Work to complete :: Each line of the listing below must be retyped exactly, with images left out.

──────── Data section ────────

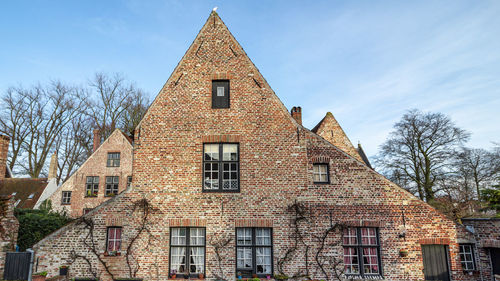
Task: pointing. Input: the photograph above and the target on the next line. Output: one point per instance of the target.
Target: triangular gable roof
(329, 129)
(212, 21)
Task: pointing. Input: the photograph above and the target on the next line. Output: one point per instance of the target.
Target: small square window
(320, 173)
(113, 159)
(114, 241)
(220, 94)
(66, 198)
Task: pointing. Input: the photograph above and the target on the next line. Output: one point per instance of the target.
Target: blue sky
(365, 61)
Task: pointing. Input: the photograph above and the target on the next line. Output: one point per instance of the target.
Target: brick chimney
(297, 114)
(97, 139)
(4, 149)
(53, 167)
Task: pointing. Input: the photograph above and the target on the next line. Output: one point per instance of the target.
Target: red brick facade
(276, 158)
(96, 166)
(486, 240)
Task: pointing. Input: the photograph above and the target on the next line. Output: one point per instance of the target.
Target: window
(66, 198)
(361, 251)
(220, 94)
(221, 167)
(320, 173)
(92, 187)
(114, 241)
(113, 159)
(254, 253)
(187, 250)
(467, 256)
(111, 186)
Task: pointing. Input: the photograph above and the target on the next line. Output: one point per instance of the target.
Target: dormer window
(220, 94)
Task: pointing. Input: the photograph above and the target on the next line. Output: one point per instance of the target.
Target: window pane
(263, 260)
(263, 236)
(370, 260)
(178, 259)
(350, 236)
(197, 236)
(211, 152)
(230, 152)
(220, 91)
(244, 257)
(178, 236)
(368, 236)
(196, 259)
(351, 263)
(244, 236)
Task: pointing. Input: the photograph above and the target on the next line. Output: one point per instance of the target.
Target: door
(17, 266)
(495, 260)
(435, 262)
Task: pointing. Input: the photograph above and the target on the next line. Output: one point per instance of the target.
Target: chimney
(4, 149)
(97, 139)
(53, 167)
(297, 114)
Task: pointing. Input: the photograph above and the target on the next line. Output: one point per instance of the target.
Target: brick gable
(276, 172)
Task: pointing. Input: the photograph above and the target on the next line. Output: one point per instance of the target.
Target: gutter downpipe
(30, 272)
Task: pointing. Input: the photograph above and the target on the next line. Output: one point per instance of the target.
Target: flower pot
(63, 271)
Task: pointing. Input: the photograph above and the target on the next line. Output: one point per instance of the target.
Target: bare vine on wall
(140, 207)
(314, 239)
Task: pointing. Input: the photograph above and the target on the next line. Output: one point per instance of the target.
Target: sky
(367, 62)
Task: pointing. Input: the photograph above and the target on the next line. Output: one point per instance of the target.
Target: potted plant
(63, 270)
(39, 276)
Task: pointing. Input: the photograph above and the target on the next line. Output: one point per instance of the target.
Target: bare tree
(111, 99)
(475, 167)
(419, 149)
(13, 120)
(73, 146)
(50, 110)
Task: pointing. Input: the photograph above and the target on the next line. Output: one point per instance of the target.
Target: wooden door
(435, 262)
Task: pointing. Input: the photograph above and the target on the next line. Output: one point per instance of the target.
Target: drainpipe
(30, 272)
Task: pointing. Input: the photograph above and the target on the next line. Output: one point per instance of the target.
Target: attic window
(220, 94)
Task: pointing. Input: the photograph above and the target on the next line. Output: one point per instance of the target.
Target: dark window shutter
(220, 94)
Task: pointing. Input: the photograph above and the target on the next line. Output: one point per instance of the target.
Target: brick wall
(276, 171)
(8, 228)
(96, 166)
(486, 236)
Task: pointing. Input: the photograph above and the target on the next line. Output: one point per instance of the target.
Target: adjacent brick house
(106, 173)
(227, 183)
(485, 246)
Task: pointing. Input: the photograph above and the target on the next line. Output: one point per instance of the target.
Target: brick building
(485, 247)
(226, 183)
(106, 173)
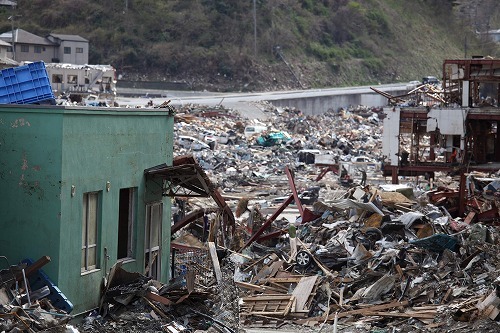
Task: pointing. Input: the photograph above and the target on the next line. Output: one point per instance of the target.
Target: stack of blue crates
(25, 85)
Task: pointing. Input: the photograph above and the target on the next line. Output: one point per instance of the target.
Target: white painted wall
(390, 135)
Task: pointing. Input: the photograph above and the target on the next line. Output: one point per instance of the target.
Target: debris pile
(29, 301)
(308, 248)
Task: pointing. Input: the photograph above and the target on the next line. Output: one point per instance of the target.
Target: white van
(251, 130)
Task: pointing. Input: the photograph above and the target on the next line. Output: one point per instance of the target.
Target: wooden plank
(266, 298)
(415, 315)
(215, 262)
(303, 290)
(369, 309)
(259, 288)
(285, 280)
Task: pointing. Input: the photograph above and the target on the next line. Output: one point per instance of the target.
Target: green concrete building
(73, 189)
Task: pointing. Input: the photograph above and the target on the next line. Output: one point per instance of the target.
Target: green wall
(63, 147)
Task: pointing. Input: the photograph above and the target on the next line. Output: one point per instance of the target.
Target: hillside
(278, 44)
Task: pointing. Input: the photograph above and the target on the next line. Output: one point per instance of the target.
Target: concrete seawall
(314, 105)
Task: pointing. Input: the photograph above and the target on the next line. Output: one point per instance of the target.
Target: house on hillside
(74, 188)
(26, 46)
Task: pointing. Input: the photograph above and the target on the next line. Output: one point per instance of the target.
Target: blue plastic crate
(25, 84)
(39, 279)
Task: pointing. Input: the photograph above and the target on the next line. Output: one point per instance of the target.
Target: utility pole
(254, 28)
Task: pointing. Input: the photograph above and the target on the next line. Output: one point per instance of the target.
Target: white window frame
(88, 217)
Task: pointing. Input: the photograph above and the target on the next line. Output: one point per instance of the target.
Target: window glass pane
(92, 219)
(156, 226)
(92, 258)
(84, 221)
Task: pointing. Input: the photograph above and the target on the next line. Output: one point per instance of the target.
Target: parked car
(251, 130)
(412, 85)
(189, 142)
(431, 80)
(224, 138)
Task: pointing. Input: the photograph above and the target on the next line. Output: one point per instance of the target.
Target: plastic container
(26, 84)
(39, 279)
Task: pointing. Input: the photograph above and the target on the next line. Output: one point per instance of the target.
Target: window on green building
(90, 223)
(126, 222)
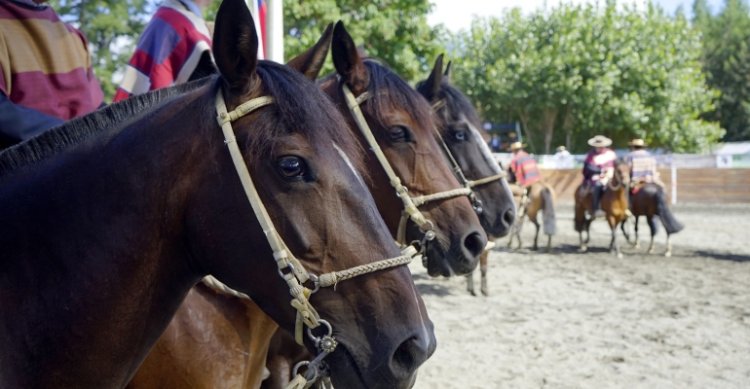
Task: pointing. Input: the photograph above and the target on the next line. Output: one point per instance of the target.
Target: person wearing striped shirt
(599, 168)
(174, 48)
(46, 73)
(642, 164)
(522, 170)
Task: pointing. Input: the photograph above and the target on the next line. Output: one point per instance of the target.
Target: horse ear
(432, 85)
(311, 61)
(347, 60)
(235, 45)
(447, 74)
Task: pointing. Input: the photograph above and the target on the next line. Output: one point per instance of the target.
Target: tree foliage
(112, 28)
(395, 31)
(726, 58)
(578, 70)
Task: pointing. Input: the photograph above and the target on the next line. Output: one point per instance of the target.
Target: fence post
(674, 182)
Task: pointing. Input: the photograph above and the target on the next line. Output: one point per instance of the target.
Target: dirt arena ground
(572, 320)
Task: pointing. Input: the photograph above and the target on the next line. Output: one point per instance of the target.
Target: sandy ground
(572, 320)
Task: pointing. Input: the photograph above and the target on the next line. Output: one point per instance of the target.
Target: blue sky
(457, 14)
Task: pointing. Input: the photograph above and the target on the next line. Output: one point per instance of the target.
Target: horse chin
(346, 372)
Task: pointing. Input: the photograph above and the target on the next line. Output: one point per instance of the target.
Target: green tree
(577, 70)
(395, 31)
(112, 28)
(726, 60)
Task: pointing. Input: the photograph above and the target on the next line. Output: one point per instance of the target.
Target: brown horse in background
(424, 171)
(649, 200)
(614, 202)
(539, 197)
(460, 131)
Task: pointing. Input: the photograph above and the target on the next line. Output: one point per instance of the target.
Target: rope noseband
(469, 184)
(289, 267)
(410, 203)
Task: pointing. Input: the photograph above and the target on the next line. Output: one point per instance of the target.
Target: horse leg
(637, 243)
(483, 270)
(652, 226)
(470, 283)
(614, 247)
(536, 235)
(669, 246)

────────

Task answer ::
Task: pointing. Input: the photograph above and the target on the next line. Output: one point per instance of the target.
Target: triangular gable roof
(329, 129)
(212, 21)
Task: pointing. Input: the photograph above and the target on the next line. Output: one point per instance of the target.
Target: small square window
(320, 173)
(113, 159)
(114, 241)
(220, 94)
(66, 198)
Task: pointing. Input: the photograph above and the target on the next line. Output: one point per instance of the target.
Target: blue sky
(365, 61)
Task: pointing. Input: the photograph above and the target on the next line. Output: one point per instance of the target.
Target: brick chimney
(297, 114)
(97, 139)
(4, 149)
(53, 167)
Task: pointing. Input: the photograph above and the target on the next line. Output: one point per instance of the target.
Target: red brick facade
(276, 158)
(96, 166)
(486, 240)
Task: pointing. Input: the photograph above and the target on the next line. Output: one point per instance of the target.
Target: window
(66, 198)
(361, 251)
(220, 94)
(221, 167)
(320, 173)
(92, 187)
(114, 241)
(113, 159)
(254, 253)
(187, 250)
(467, 256)
(111, 186)
Task: pointing. Input: the photograph above and the target on the next line. Output: one point per instance of the target.
Target: dormer window
(220, 94)
Task: pointing. Input: the photograph above and the target on the next line. Output: one point per instance of the target.
Target: window pane
(263, 260)
(263, 236)
(370, 260)
(178, 259)
(350, 236)
(197, 236)
(211, 152)
(230, 152)
(220, 91)
(244, 257)
(178, 236)
(368, 236)
(196, 259)
(351, 263)
(244, 236)
Task: pointing. Input: the photograph above and the target on the next line. Output: one point per instance of the target.
Target: door
(17, 266)
(495, 260)
(435, 262)
Task: pointing. Input: the photograph above and the target on the next line. Output: one point per instance of the target.
Target: chimney
(4, 149)
(97, 139)
(53, 167)
(297, 114)
Task: pointing. Input: the photograph above and the target on the next line. Output: one point per instance of the target.
Target: brick gable
(276, 172)
Task: pointing. Input: the photograph above and the target on the next line. Output: one point per instance of the target.
Target: gutter downpipe
(30, 272)
Task: pointing. Input: the photograph above and the target on the next line. Output: one point per instance of the target.
Target: flower pot
(63, 271)
Task: pointing. Input: the photograph above and the target on the next line. Output: one point per instance of the target.
Target: bare vine on wall
(140, 207)
(314, 239)
Task: pointing. Input: the photograph above and the target on the next line. Output: one point per instance of the target.
Target: sky
(367, 62)
Task: pointing. Input: the photograph above and the target on the next line. Output: one point per instance of the target.
Target: potted plant
(63, 270)
(39, 276)
Task: pointing. Input: the photograph above and the target on the next line. Output: one point per instance of the target.
Target: bare tree
(111, 99)
(475, 167)
(419, 149)
(13, 120)
(73, 146)
(50, 110)
Task: pointing. Input: the photograph above and the target on the next line. Output: one point per instance of the target.
Target: wooden door
(435, 262)
Task: pointing. Input: the photograph above and the target on the next line. Output: one point per instance of the target.
Target: drainpipe
(30, 272)
Task: pointing. Input: the photograph above and the target on the next line. Output: one point per instance of the target.
Target: attic window
(220, 94)
Task: pointing. Input: the photograph above and the target on the next line. Output: one point per instance of the target.
Target: dark window shutter
(220, 94)
Task: pointing. Input: the photograph above and the target on the next line. Output: one point per instance of the target.
Target: brick wall
(276, 171)
(8, 228)
(96, 166)
(486, 236)
Task: pointing. Input: the photograph above and the target on the next line. Output: one point per instance of the target.
Target: adjacent brick house
(106, 173)
(227, 183)
(485, 246)
Task: pointing. Input: the photograph above and the target on the next line. Output: one point per instance of the target.
Target: brick building
(485, 247)
(226, 183)
(106, 173)
Task: pointing. Input: the photograph above and the target on the next line. Output: one point per instance of the target.
Target: stack of blue crates
(25, 85)
Task: pointing. Input: the photograph above and the target on the next line. Output: one point per instance of the target.
Target: white painted wall
(390, 135)
Task: pointing. Input: the photograph above and the target on the next line. Output: one point per instance of the target.
Target: debris pile
(29, 301)
(308, 248)
Task: pointing. Input: the photograph above and the target on the next line. Output: one point per instance of the target.
Target: white van
(251, 130)
Task: pointing. Input: the photograph above and the target on the next line. Output: one point per instance of the target.
Target: wooden plank
(266, 298)
(415, 315)
(215, 262)
(303, 290)
(369, 309)
(259, 288)
(285, 280)
Task: pointing. Input: the photograph above and the target on the next line. Output: one point per instance of the target.
Target: green concrete building
(73, 189)
Task: pointing. Input: the photograph above and the target on the next line. Output: one point per instance of the target.
Target: green wall
(63, 147)
Task: pointing. Input: the photograph above and the target on the next line. Output: one point per instance of the target.
Target: hillside
(278, 44)
Task: pointing. Input: the photograph above and the target on the next line. Output: one point per instance of the target.
Target: concrete seawall
(314, 105)
Task: pointing. Input: the photograph above and the target on the next line. Output: one point per instance of the target.
Target: house on hillside
(74, 188)
(26, 46)
Task: pointing. Input: the photograph above and the target on the next line. Output: one point per instance of the target.
Target: blue plastic crate
(25, 84)
(39, 279)
Task: pointing. Input: the photograph above and the target on the next line. Output: one point per instance of the target.
Target: utility pole
(254, 28)
Task: pointing. Input: the photograph above and the target on the next line. Output: one point per instance of the target.
Target: white window frame
(88, 217)
Task: pointing. Input: the photograph above and the target on the next line. Output: one point per instance of the target.
Target: window glass pane
(92, 219)
(156, 226)
(92, 258)
(84, 221)
Task: pointing. Input: the photograph above and the target on the next line. Output: one point per instance of the target.
Target: parked car
(251, 130)
(412, 85)
(189, 142)
(431, 80)
(224, 138)
Task: pointing. Input: the photograph above and the target on the next line. Output: one point per instance of the target.
Target: plastic container
(26, 84)
(39, 279)
Task: pointing. Input: the photograph above and the target on the next line. Output: one point per instance of the target.
Target: window on green building
(90, 223)
(126, 222)
Task: pointing. Input: the photograph above and the target on the next line. Output: one point per instance of the target.
Target: person wearing striped shirt
(599, 168)
(174, 48)
(46, 73)
(642, 164)
(522, 170)
Task: pointing. Input: the photograph above and the target on the next line. Output: one point per instance of the target.
Target: horse ear
(432, 85)
(311, 61)
(347, 60)
(235, 45)
(447, 74)
Task: pointing. Input: the photograph above and the target on the next line. Output: one point per instance of the target.
Target: tree foliage
(112, 28)
(395, 31)
(726, 58)
(578, 70)
Task: pointing. Input: the photograph above and the target on the next line. Output: one point per instance of the target.
Target: fence post
(674, 182)
Task: pointing. Input: the photograph above and the target on the next line. Output: one point per instance of the target.
Target: dirt arena ground
(572, 320)
Task: pointing. Input: the photograph above and the target on the next line. Output: one point per instance of the target.
Target: sandy ground
(572, 320)
Task: pointing. Input: the photograph above and the target on the next line. Output: one point per instance of the target.
Target: blue sky
(457, 14)
Task: pointing. Input: the photograph above and the target on the next line. Output: one point per instance of the target.
Target: horse chin
(346, 372)
Task: pointing. Input: the photograph above and the target on the next line. Output: one point per instance of the target.
Target: green tree
(577, 70)
(395, 31)
(112, 28)
(726, 60)
Task: pointing. Input: the photograph above and the target on the next line. Output: one point per instance of the target.
Target: brown horse in background
(424, 171)
(649, 200)
(614, 202)
(539, 197)
(460, 131)
Task: pointing. Input: the photograph above and the target on the next line. Output: one point per instance of the target.
Target: rope noseband
(469, 184)
(289, 267)
(410, 203)
Task: pointing. Input: the photograph above and the target on the next line. Output: one point per instance of the target.
Target: horse leg
(637, 243)
(483, 270)
(652, 226)
(470, 283)
(614, 247)
(536, 235)
(669, 246)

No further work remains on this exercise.